▸ **Exercise**
Reproduce the material below word for word.

▸ **Input records**
---+---
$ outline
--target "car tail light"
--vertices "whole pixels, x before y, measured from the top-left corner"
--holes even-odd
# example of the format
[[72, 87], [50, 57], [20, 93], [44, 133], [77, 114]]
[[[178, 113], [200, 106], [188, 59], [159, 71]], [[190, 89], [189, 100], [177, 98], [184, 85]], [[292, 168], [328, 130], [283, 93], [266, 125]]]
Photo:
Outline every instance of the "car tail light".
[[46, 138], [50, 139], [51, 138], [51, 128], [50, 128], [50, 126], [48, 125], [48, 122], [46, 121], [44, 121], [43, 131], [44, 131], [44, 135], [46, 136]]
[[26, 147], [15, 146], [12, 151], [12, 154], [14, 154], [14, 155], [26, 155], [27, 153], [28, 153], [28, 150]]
---+---
▸ **Result**
$ outline
--target "car tail light"
--vertices "whole pixels, x before y, measured from the top-left corner"
--holes even-odd
# example of the format
[[72, 87], [50, 57], [20, 93], [44, 133], [77, 114]]
[[[178, 113], [200, 106], [188, 59], [159, 71]], [[190, 89], [189, 100], [177, 98], [184, 85]], [[292, 168], [328, 130], [283, 93], [266, 125]]]
Photo:
Outline every instance of the "car tail light".
[[46, 138], [50, 139], [51, 138], [51, 128], [50, 128], [50, 126], [48, 125], [48, 122], [46, 121], [44, 121], [43, 131], [44, 131], [44, 135], [46, 136]]
[[26, 147], [15, 146], [12, 151], [12, 154], [14, 154], [14, 155], [26, 155], [27, 153], [28, 153], [28, 150]]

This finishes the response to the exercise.